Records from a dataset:
▶
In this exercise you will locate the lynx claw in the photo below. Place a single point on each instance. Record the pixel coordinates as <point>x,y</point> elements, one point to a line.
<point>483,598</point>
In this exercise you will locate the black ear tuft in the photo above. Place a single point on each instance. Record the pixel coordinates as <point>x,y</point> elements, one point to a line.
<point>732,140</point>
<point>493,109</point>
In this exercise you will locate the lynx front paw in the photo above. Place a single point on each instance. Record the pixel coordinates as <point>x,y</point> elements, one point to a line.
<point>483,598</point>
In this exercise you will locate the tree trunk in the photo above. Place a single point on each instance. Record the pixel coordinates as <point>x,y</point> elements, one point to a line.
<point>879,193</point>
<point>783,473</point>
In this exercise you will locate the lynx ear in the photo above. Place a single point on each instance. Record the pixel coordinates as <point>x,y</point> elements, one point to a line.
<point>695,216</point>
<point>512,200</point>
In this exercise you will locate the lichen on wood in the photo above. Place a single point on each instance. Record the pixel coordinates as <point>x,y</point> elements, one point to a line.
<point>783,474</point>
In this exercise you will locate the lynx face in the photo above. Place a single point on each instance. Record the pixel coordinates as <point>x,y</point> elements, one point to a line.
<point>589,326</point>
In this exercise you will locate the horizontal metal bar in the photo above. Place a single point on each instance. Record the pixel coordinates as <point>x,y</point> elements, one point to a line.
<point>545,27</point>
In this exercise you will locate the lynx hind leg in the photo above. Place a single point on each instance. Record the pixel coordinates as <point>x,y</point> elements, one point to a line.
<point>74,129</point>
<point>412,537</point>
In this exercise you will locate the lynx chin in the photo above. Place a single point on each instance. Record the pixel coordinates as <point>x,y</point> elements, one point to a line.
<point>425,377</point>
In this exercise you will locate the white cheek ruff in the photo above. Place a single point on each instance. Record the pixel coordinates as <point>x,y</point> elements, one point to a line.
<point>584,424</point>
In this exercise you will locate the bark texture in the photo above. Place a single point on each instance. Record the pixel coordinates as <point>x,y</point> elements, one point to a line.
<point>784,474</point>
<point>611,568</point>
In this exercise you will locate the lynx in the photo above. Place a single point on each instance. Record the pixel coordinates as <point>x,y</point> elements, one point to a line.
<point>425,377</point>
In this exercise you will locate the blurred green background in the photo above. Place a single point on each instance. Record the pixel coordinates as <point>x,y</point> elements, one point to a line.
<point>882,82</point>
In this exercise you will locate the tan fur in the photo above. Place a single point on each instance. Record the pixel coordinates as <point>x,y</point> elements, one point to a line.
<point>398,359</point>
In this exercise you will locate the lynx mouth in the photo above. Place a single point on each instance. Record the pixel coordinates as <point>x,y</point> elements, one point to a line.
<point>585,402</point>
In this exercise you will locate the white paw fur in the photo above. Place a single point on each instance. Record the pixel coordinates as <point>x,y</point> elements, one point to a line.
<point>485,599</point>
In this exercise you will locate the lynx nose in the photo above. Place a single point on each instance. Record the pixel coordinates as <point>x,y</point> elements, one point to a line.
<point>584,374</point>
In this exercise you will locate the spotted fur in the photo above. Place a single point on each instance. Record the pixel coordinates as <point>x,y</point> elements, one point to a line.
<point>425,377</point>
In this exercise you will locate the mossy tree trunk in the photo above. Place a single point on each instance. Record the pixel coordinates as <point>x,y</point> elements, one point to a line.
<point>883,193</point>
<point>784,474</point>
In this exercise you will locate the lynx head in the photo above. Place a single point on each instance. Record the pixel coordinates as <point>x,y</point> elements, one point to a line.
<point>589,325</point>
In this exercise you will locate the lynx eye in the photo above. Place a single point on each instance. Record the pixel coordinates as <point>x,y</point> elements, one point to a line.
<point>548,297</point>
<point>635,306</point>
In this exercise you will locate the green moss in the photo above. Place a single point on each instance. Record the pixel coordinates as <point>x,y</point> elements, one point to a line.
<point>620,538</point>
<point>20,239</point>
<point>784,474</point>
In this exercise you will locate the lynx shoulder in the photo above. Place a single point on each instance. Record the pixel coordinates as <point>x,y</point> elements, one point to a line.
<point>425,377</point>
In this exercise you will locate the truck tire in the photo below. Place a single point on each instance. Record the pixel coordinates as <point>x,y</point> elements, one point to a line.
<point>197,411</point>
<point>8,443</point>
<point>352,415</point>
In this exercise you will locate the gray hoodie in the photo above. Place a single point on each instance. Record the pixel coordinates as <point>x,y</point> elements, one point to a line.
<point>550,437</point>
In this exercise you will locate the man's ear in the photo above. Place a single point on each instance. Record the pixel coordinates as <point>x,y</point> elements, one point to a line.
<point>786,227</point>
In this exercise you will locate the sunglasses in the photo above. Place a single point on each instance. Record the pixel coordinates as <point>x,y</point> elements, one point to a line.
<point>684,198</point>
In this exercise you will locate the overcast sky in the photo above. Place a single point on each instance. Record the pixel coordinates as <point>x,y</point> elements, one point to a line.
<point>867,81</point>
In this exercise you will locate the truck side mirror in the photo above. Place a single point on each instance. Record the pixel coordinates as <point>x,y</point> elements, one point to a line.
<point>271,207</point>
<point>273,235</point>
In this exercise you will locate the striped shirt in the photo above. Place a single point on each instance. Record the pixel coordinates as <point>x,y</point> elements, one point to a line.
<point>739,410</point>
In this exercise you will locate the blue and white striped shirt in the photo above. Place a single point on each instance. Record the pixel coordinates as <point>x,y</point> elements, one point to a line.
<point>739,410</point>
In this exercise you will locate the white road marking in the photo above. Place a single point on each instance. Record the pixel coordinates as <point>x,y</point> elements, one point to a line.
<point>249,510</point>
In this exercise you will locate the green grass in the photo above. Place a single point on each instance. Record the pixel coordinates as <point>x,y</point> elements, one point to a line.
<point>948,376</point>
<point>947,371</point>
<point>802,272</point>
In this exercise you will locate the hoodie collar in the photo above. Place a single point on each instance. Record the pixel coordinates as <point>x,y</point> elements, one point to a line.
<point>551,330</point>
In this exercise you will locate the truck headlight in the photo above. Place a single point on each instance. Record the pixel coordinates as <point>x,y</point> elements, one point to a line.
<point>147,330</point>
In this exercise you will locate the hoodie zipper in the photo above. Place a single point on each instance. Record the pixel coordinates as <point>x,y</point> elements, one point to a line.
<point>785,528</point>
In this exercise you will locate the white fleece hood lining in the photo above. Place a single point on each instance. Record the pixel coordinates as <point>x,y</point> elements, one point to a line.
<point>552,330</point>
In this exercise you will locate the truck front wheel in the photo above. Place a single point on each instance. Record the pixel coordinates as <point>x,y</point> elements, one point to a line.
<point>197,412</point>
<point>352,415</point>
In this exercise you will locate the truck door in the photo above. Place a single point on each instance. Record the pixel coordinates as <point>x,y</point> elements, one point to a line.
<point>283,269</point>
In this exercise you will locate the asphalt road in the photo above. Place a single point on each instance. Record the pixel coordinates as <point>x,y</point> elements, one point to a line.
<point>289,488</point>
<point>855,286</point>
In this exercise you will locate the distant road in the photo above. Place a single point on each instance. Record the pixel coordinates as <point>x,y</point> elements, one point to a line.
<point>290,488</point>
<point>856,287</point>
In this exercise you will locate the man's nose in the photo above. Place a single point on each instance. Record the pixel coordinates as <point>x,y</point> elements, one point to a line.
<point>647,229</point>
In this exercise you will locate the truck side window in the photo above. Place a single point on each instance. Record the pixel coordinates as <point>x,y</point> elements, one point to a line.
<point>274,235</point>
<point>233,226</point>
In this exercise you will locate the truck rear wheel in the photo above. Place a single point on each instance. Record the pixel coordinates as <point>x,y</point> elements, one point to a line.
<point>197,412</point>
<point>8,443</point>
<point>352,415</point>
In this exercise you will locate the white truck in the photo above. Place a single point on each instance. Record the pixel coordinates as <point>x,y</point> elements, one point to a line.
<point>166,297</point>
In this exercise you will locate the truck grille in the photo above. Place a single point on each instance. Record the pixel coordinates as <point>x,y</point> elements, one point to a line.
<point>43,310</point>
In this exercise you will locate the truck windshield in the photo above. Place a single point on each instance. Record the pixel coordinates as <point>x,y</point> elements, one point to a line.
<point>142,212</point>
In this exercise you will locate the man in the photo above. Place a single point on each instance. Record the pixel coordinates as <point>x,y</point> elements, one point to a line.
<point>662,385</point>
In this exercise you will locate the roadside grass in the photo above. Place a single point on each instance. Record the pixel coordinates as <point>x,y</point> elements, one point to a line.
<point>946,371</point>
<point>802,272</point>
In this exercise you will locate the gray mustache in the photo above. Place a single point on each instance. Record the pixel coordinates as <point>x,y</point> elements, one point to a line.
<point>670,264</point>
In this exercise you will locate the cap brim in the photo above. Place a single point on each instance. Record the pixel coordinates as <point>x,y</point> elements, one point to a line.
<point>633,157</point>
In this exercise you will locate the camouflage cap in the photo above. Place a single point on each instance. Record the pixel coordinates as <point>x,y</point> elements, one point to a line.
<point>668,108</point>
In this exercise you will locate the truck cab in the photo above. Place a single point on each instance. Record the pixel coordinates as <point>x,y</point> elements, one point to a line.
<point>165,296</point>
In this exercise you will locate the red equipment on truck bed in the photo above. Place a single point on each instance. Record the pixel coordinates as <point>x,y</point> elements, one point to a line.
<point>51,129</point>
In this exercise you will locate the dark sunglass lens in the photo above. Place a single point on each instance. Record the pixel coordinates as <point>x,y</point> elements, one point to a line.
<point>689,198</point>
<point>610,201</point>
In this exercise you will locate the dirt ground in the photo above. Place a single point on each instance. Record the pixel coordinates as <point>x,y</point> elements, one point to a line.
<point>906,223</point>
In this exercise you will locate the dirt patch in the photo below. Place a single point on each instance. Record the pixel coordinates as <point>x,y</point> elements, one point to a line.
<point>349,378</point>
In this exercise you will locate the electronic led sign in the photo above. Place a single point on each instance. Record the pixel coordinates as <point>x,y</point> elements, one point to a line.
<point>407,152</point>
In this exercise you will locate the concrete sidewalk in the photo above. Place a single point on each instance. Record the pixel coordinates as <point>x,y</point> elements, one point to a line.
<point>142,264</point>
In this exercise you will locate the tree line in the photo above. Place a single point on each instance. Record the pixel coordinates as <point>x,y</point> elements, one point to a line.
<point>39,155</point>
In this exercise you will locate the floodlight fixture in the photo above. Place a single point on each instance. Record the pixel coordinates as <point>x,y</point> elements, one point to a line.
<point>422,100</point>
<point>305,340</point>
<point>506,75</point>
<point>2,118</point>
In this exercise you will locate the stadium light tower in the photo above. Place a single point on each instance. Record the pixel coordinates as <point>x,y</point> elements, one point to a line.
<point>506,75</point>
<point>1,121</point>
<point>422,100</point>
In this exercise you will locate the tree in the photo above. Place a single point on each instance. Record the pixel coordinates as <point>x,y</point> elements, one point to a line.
◀
__Work to do__: Quote exactly what appears from the line containing "In this exercise you will locate the electronic" through the final line of the listing above, including both of those lines.

__Response to the exercise__:
In this exercise you will locate the electronic led sign in the photo above. Place a single point on each instance. Record the pixel coordinates as <point>x,y</point> elements, one point to a line.
<point>407,152</point>
In this exercise you will locate the concrete sidewalk in the photo above. Place a single point on each instance. Record the pixel coordinates as <point>x,y</point> elements, one point to a line.
<point>142,264</point>
In this exercise you will locate the tree line in the photo above. Place a single point on each instance. Record the pixel coordinates as <point>x,y</point> elements, one point to a line.
<point>39,155</point>
In this exercise you will locate the floodlight fixture in the photo above. Place a single point on each instance. Record the pixel coordinates as <point>x,y</point> elements, one point to a line.
<point>422,100</point>
<point>305,340</point>
<point>506,75</point>
<point>2,118</point>
In this exercise you will locate the stadium light tower in the photo above. Place a single point on each instance. Record the pixel coordinates as <point>x,y</point> elements, one point to a line.
<point>506,75</point>
<point>1,121</point>
<point>422,100</point>
In this exercise you will locate the tree in the photo above. Place a single point on each instance. Record the pixel coordinates as <point>x,y</point> elements, one point to a line.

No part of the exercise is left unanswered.